• [How to complete this task]: From the line containing "Can you find the sunglasses" onward to the last line of the data below, copy each line exactly and add nothing.

• [Data supplied]:

================

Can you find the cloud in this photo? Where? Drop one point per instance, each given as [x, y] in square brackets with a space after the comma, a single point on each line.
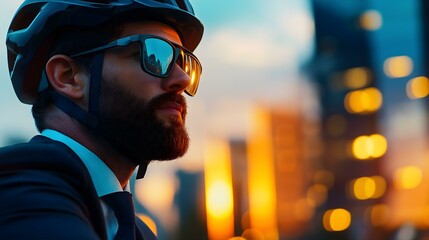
[255, 49]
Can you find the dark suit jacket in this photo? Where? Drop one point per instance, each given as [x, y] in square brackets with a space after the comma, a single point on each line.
[46, 192]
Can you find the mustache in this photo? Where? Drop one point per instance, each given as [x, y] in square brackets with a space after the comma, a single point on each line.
[167, 98]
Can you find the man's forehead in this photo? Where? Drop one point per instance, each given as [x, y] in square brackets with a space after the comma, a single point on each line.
[150, 27]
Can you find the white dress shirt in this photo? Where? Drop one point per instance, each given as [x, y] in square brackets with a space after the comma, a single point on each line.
[105, 181]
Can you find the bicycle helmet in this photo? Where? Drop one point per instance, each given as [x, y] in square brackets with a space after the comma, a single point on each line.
[36, 20]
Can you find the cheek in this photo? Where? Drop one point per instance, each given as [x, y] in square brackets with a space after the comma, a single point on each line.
[131, 77]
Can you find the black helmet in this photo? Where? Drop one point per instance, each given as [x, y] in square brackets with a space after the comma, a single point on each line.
[36, 20]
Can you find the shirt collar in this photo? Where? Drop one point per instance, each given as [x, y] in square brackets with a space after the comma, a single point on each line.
[104, 179]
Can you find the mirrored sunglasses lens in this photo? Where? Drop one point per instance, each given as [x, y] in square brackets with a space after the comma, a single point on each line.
[157, 56]
[193, 69]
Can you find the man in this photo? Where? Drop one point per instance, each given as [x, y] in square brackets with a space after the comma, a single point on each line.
[106, 79]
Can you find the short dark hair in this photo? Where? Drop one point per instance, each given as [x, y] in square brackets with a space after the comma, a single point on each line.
[69, 41]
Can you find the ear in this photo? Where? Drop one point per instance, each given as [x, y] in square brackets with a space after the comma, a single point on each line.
[67, 77]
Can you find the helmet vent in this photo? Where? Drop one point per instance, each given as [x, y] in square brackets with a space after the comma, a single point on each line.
[181, 4]
[26, 16]
[97, 1]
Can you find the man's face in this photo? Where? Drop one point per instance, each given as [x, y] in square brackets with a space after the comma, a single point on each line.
[142, 116]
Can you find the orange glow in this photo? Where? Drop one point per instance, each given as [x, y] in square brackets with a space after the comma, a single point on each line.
[357, 77]
[369, 187]
[253, 234]
[418, 87]
[218, 185]
[399, 66]
[219, 199]
[363, 101]
[371, 20]
[336, 220]
[149, 222]
[408, 177]
[369, 147]
[262, 194]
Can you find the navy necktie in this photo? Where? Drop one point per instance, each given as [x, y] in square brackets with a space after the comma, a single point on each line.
[123, 207]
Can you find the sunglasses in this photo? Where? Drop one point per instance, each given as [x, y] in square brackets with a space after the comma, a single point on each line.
[158, 56]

================

• [Reply]:
Can you find the sunglasses in this photo? Where? Drop one point per instance, each given as [x, y] in square brackets with a space after the comma, a single point on each line.
[158, 56]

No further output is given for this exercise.